### What is expected
Every entry must be repeated exactly in the answer.

[Dataset excerpts]
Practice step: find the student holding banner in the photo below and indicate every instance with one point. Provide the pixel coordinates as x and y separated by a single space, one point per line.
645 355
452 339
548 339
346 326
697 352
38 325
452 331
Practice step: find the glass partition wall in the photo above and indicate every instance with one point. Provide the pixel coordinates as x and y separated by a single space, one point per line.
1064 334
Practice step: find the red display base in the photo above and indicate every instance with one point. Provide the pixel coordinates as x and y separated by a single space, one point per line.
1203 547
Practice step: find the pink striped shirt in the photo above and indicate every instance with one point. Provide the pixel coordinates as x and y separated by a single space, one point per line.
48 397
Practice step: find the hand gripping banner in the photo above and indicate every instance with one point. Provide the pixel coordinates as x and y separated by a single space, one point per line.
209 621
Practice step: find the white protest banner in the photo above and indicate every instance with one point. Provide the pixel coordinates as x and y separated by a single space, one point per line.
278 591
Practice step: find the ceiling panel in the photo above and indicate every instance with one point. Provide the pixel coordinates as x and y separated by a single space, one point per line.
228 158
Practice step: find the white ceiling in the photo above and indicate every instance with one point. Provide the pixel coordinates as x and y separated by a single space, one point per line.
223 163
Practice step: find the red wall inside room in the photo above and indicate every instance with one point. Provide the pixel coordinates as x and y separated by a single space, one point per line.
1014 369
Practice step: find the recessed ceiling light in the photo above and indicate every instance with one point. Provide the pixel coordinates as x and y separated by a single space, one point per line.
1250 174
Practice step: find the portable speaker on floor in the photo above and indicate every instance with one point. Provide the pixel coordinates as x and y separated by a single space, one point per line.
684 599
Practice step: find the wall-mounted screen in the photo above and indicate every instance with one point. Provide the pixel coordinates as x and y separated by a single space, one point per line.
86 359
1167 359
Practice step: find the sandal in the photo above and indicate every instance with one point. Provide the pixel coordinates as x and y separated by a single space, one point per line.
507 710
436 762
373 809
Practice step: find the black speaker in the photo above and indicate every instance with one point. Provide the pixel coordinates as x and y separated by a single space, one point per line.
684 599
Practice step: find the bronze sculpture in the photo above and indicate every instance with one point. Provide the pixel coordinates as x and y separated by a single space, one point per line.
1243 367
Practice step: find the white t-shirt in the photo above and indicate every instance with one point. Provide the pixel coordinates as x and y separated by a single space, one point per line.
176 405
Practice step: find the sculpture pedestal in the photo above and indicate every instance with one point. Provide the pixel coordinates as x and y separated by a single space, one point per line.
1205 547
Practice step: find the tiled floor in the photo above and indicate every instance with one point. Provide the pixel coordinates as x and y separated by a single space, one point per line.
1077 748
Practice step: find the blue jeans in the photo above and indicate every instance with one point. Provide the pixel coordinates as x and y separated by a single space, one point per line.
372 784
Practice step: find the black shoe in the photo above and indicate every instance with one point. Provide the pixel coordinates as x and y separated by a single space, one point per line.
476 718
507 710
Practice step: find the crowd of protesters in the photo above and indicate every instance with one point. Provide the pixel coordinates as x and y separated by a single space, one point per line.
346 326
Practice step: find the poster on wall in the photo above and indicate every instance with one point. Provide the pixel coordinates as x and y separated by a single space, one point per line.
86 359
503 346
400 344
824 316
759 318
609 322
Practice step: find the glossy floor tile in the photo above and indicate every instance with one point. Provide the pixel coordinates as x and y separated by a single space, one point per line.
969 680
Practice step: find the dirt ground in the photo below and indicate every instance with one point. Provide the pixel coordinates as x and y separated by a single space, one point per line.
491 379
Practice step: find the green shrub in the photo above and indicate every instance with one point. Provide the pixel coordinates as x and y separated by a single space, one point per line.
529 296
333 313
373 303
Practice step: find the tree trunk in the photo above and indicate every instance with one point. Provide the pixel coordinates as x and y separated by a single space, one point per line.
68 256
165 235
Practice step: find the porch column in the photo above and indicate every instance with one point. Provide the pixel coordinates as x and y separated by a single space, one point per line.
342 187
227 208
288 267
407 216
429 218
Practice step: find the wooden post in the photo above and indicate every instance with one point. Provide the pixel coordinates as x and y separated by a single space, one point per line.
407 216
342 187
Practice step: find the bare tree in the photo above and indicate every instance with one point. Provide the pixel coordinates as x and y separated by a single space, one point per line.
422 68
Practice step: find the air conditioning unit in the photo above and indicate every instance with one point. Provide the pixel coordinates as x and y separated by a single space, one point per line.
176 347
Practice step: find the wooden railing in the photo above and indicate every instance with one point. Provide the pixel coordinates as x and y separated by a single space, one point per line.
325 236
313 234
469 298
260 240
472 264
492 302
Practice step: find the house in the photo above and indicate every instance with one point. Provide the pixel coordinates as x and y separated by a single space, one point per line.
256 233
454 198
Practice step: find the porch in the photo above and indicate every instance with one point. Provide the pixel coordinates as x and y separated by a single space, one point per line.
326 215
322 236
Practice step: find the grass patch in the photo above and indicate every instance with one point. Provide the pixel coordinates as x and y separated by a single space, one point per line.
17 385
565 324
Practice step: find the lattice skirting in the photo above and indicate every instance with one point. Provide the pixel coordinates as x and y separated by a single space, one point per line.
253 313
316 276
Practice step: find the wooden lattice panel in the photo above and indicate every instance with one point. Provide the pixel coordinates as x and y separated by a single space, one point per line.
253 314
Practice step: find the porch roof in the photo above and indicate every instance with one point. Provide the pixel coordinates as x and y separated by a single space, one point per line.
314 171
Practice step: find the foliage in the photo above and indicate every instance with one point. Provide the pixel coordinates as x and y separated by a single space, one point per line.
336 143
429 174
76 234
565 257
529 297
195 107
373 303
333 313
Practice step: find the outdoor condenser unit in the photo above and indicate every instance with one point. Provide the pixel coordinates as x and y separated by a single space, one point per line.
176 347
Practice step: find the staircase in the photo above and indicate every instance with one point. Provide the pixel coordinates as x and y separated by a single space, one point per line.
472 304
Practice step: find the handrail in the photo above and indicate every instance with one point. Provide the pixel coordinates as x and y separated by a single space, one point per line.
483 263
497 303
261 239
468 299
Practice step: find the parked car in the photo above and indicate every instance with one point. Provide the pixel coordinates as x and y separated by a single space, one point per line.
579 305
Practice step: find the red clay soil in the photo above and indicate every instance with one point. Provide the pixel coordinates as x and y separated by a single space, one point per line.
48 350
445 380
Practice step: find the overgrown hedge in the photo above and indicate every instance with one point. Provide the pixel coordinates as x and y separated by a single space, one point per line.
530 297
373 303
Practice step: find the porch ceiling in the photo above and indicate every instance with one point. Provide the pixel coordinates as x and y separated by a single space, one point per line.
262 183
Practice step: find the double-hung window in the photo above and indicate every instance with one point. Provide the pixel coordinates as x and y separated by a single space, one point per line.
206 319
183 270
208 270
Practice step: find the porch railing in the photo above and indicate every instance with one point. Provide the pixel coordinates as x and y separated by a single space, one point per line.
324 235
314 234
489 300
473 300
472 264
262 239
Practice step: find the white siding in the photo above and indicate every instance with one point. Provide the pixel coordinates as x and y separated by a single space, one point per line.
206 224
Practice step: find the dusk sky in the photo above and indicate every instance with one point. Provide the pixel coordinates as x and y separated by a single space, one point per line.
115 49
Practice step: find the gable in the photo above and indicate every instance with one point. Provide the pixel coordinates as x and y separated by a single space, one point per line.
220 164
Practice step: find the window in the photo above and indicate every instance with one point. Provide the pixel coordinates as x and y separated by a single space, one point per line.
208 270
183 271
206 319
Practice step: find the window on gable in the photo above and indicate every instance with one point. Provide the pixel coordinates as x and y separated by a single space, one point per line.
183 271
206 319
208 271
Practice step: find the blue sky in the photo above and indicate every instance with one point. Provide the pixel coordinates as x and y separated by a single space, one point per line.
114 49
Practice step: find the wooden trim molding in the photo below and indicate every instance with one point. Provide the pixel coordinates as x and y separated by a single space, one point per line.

### Task answer
Practice step: find the student holding banner in the photo below and indicate every instance with one point. Provide the pixel coordinates as x and y separated by a single space, one point per line.
645 355
452 339
548 339
346 326
697 352
38 325
452 331
Practice step: find the glass partition wall in the photo above and indicate every instance with one point. Provide the pixel coordinates as x and y separated by a single space, one point per line.
1064 334
Practice step: find the red display base in the photo above and indicate every instance with one point. Provide the pixel coordinates as x and y separated by a single space, one point per line.
1203 547
Practice step: find the pink striped shirt in the photo above and indicate every instance with one point. Provide the pixel coordinates as x and y separated by a single space, one point per line.
48 397
Practice step: find the hand gripping banner in the photo above and indicate every instance with one point. Provide the pixel coordinates as x and y separated by a single space, one point per line.
209 621
Practice step: find the white protest banner in the photo above and indicate every instance with one point. Provide the pixel coordinates as x and y separated by a single space, one point per line.
278 591
Practice step: find the ceiling panel in the photo above and indicate every instance with one point. Provide the pixel coordinates as x and y separated by a single space, one point per line.
228 158
Practice step: find the white ceiling in the photo above and indicate every instance with one point. Provide the pixel coordinates as x and y separated by a single space, one point per line.
223 163
Practice step: find the red wall inside room in the photo above and indicate every instance with one point. Provide the pixel coordinates as x and y separated by a single space, one point per line.
1014 369
Practice step: find the recessed ceiling light in the photo above and indicate every instance with one point. Provide the pixel coordinates as x and y separated by a single space, one point per line.
1250 174
Practice step: find the portable speaker on floor in the photo above and indicate every instance with one point. Provide the pixel coordinates as x and y separated by a single space, one point per line.
684 599
Practice step: find the wall-mounted screen in the photo above and indicate every instance with one point. Provide the pixel coordinates as x and y separated by a single space, one point per line.
86 359
1167 359
Practice step: find the sandal in the photo above and indicate every instance with one point. Provide the pixel coordinates as x and y separated by a single space, one point per line.
507 710
436 762
373 809
Practice step: find the black speaker in the photo above and indicate every instance with one point. Provide the pixel coordinates as x and y separated by a single space, one point per line.
684 599
Practice step: find the bronze sculpture in the photo above and indicate every instance with one point. Provide the pixel coordinates as x and y separated by a single space, one point per line.
1243 367
Practice step: find the white t-shirt in the photo above and indicate every instance with one point. Provide the pixel coordinates as x and y separated by a single space, one point per line.
176 405
Practice step: find the sculpture pedestal in the photo above and indicate every instance with one point. Provide the pixel coordinates as x and y separated by a single space, one point per line.
1205 547
Practice step: find the tiled floor in the photo above and indicate every instance with one point. Provide the pixel coordinates as x and y separated by a single space, one point per line.
1077 748
Practice step: find the blue jeans in the photo above and indicate every instance with one point. Provide the pixel coordinates as x and y separated by a single space, one point per line.
372 784
Practice step: find the black shoe in the photo above and indicate every instance with one point. Provide the pixel coordinates as x and y separated by a single space, one point per line.
476 718
507 710
Practice step: find the crowd of protesters in the photo above and indicate every instance with one point. Provide the pixel coordinates as x and y separated by a single space, one point per line.
346 326
Practice step: find the poster on wall in the photo above and indicate every instance with one point. Provide the pixel coordinates as x and y separated by a single space, one point per line.
86 359
503 346
400 344
824 316
759 318
609 322
Practice step: find the glossy floor tile in the photo above and indicate every instance with one point. Provide the pixel coordinates as x and y separated by a single space, one point per line.
969 680
Practice step: find the dirt ground in the photo below and indicate every instance with one point. Provide the pixel coordinates as x and y separated by a single space, one point per line.
491 379
Practice step: find the green shrub in the photo above and indicate every instance with one point. Provide the pixel coordinates as x and y separated by a single space, one point per line.
529 296
333 313
373 303
Practice step: find the tree trunk in the photo above and indicate every instance with one point. Provide the pixel coordinates as x and y separated by a single space, one point per line.
68 256
165 235
Practice step: find the porch column in the photo above and indicate every instance with one point. Provide the pixel coordinates as x and y separated by a single space, one point per line.
342 187
227 208
288 267
407 216
429 218
Practice step: find the wooden post in the photo above and indicate every instance with one point. Provide the pixel coordinates as x and y separated by a single space, one point per line.
407 216
342 187
Practice step: find the bare tree in the photo above and indicate every instance with one point. Provide the pixel coordinates as x and y separated by a single space, one point per line.
422 68
Practice step: find the air conditioning unit in the photo above and indicate every instance with one point. Provide the pixel coordinates as x and y separated by a single space, one point per line.
176 347
Practice step: find the wooden railing in the photo above and indicate every instance with one point. Provide the pixel coordinates as x and y separated by a single space, one point per line.
325 236
313 234
469 298
260 240
472 264
492 302
Practice step: find the house in the photo above and indicate every instance with one point. Provide the pixel coordinates as x and y separated by a single space, one point per line.
256 233
454 198
Practice step: find the porch in the photo above and indicate every instance with one point. Provide the pixel coordinates as x and y separated by a single space, one point per line.
326 215
322 236
Practice step: find the grass patch in the photo above and indicate every instance with one point. Provide the pixel coordinates as x and y separated by a single space, one point per line.
17 385
565 324
Practice step: find the lattice skirting in the photo above and indicate every instance with one point. Provide the pixel coordinates as x and y separated by a single space, one point per line.
253 313
316 276
Practice step: find the wooden lattice panel in the photo above and indicate every instance with one point. Provide the pixel coordinates as x and y separated by a single space, one point per line.
253 314
Practice step: find the porch roof in the photo above and indicate every instance with one point. Provide the pixel coordinates as x and y separated by a single space, one point per line.
314 171
Practice step: find the foliage in the photo above and indicate every instance with one point. Provide the pixel coordinates as x and y separated by a single space, one point per line.
336 143
429 174
76 234
565 257
529 297
195 107
373 303
333 313
Practice step: find the outdoor condenser unit in the photo above and indicate every instance with one point. Provide the pixel coordinates as x and y separated by a single space, one point per line.
176 347
Practice step: find the staircase in the photo above and indicate every instance with one point. Provide the pixel coordinates as x and y separated by a single space, one point per line.
472 304
Practice step: find the handrail in the photo above and indicate every instance with one point. Provide the pixel coordinates as x and y separated by a single space, one point per line.
483 263
497 303
261 239
468 299
Practice step: find the parked car in the photo above and indicate every instance with one point. Provide the pixel coordinates as x and y separated by a single space, one point per line.
579 305
Practice step: find the red clay soil in the photo above and indicate every instance with one point. Provide the pixel coordinates as x and y separated by a single space, one point per line.
48 350
445 380
Practice step: find the overgrown hedge in the photo above and indicate every instance with one point. Provide the pixel coordinates as x and y separated by a single space, one point per line.
530 297
373 303
Practice step: find the porch ceiling in the photo above and indicate every instance with one point. Provide the pixel coordinates as x and y separated by a single space, one point per line.
262 183
Practice step: find the double-hung window in the photo above and indicate every instance with one point. Provide the pixel coordinates as x and y separated by a single space, one point per line.
206 319
183 270
208 270
Practice step: find the porch railing in the photo above and indicate every instance with one point. Provide the pixel coordinates as x and y separated by a single space, one point per line.
324 235
314 234
489 300
473 300
472 264
262 239
Practice step: find the white siding in the photo above and indicate every instance with one point. Provide the pixel coordinates as x and y separated by a single space, one point per line.
206 224
Practice step: find the dusk sky in the photo above and indicate every instance with one point. Provide the pixel coordinates as x and y separated by a single space, one point per line.
115 49
Practice step: find the gable in the photo above and indicate every instance with one point. Provide the pixel coordinates as x and y separated by a single space, one point per line.
220 164
Practice step: find the window in the photo above and indicate every instance with one point. Provide the pixel coordinates as x and y separated by a single space, one point per line.
208 270
183 271
206 319
Practice step: find the window on gable in the photo above and indicate every instance with one point. Provide the pixel coordinates as x and y separated by a single space, one point per line.
183 271
206 319
208 271
Practice step: find the blue sky in the photo above and indicate every instance with one point. Provide the pixel coordinates as x and y separated by a single space, one point per line.
114 49
Practice step: find the wooden trim molding in the photo below and indicate every instance with one point. Provide the pixel coordinates as x and y separated by a single space, one point per line.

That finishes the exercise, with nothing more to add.